[START]
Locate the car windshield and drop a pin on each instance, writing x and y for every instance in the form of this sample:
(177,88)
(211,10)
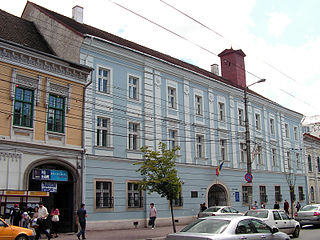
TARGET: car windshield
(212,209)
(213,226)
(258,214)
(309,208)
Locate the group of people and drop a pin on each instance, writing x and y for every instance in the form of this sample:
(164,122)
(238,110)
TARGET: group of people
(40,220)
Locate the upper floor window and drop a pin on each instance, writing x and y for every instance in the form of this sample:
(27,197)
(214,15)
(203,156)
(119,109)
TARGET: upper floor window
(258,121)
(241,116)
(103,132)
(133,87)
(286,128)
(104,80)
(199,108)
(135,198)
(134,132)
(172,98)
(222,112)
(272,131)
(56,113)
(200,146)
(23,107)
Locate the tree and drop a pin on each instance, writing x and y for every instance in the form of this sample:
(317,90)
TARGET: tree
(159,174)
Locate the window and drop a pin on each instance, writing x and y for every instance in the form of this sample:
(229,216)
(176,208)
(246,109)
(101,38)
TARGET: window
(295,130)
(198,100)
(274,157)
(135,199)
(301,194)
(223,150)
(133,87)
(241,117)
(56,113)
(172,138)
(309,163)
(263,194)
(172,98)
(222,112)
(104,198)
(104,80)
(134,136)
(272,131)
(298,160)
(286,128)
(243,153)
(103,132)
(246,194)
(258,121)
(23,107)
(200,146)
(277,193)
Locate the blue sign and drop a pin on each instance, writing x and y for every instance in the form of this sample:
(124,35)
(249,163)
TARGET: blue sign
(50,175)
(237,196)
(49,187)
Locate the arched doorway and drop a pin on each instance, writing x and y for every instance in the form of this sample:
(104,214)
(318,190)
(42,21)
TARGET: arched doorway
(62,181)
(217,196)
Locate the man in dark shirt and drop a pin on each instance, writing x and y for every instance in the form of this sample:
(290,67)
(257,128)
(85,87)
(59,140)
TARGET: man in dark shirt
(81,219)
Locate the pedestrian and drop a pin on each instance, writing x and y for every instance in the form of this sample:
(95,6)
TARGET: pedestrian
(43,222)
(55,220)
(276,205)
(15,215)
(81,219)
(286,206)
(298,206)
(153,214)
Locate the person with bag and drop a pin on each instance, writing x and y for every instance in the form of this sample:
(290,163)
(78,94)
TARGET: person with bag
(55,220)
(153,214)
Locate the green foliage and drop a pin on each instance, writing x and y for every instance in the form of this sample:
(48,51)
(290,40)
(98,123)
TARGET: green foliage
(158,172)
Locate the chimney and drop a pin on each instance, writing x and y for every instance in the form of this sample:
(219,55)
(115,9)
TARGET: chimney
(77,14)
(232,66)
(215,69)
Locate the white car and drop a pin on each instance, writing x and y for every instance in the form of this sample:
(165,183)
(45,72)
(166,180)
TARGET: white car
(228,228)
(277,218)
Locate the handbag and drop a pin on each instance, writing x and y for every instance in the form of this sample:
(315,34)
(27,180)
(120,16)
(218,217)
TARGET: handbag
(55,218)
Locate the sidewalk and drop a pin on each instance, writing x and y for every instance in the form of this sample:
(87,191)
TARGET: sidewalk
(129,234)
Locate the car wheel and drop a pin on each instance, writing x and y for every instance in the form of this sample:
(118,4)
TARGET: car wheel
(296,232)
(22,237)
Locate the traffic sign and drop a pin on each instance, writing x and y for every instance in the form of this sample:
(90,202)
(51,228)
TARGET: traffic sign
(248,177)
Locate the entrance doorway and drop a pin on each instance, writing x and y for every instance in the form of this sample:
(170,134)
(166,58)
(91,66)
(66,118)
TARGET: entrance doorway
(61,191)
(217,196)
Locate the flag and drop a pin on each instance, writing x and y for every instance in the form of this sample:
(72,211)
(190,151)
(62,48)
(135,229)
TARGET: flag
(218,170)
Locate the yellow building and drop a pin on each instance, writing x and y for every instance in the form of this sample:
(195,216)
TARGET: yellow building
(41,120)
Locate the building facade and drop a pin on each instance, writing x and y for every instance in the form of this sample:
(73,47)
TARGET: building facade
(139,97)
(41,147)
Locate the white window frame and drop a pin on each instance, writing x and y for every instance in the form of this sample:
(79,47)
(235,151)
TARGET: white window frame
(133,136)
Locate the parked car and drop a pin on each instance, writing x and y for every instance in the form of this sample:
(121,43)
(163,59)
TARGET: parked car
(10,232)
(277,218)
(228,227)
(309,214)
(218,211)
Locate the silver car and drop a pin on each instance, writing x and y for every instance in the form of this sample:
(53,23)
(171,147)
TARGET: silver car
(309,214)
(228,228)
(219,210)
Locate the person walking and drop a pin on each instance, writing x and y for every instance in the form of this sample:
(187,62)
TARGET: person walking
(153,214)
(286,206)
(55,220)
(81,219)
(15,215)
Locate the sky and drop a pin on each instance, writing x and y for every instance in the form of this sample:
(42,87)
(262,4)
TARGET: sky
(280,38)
[END]
[START]
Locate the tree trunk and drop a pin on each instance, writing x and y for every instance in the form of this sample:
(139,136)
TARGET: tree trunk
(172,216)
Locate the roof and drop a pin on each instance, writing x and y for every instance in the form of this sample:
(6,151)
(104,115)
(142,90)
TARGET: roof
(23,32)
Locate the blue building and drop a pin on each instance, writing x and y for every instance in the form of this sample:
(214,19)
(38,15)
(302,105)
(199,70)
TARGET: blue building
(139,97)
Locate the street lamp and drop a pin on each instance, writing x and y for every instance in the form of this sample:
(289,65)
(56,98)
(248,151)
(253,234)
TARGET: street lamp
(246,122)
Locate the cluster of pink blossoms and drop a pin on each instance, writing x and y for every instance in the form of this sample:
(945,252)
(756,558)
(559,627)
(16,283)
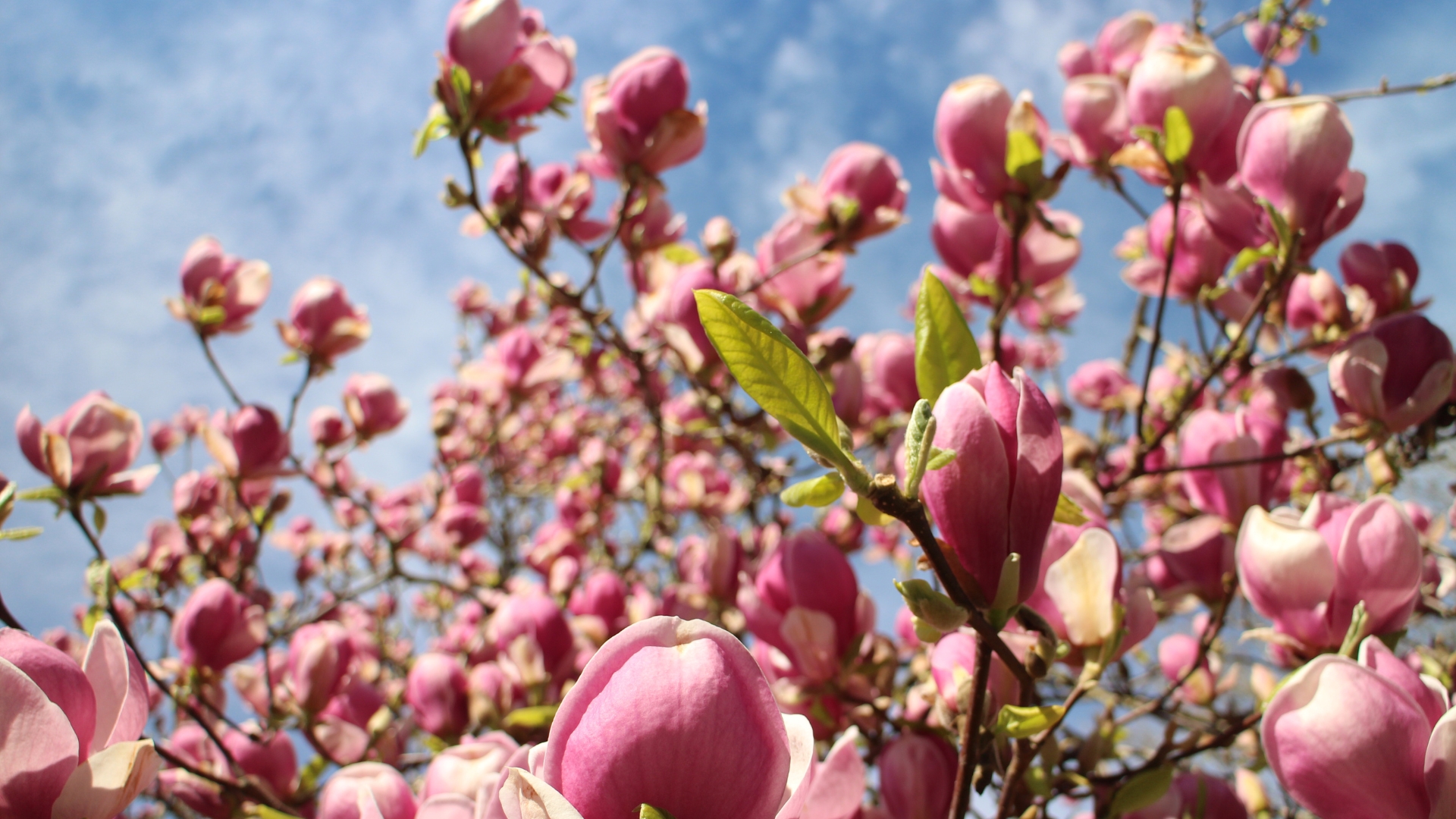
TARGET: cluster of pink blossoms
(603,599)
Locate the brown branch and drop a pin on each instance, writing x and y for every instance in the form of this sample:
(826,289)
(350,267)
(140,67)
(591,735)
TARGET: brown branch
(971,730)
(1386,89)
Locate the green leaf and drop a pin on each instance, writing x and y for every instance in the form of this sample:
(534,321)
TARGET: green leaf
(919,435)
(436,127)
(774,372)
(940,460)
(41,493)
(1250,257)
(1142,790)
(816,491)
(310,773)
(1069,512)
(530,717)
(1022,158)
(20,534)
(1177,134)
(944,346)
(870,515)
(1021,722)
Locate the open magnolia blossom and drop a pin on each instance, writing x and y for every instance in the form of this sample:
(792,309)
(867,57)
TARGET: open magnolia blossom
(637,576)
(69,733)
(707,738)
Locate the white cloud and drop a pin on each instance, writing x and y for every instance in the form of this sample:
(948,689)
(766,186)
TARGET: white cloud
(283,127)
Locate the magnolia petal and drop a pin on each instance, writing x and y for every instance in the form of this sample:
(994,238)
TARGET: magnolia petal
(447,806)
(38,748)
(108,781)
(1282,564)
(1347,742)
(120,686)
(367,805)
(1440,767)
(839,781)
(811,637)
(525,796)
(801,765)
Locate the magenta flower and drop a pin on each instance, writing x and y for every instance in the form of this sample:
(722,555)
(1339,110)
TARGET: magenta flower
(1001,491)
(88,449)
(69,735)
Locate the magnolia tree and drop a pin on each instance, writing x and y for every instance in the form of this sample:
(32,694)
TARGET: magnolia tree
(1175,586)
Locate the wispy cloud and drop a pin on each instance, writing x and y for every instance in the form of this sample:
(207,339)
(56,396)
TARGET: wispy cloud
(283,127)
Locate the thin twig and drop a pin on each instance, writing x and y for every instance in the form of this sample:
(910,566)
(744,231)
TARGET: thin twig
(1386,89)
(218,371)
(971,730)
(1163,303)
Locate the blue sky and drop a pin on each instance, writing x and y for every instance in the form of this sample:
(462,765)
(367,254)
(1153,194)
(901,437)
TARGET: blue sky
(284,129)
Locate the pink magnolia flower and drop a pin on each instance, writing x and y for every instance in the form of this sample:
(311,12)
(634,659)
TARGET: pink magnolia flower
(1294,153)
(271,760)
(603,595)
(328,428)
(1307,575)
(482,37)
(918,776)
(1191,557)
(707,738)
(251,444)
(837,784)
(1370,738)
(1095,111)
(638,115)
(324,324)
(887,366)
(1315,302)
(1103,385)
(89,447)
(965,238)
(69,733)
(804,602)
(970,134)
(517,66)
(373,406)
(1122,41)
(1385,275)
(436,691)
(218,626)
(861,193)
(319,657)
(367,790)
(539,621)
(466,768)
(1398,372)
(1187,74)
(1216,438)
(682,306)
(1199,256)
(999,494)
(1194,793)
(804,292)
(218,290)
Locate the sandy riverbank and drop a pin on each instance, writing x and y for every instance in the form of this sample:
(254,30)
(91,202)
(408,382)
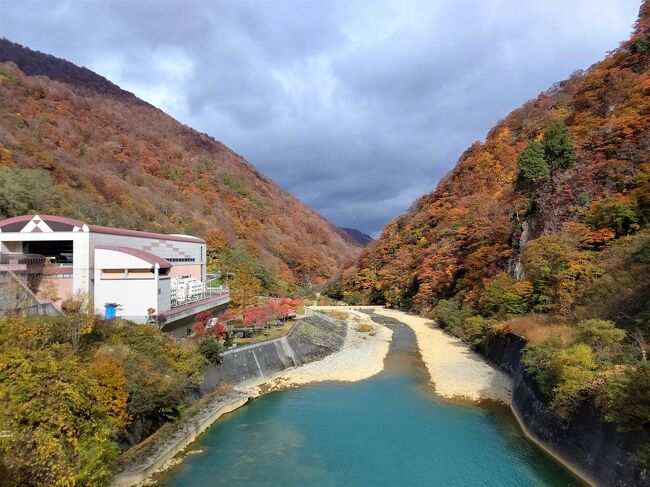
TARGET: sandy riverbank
[END]
Aim
Pick out every line in the records that contains the word "leaf", and copy each of those lines in full.

Solved exercise
Locate the green leaf and drop a pin on each instance, writing x and y for every instance in the form of this sample:
TARGET: green leaf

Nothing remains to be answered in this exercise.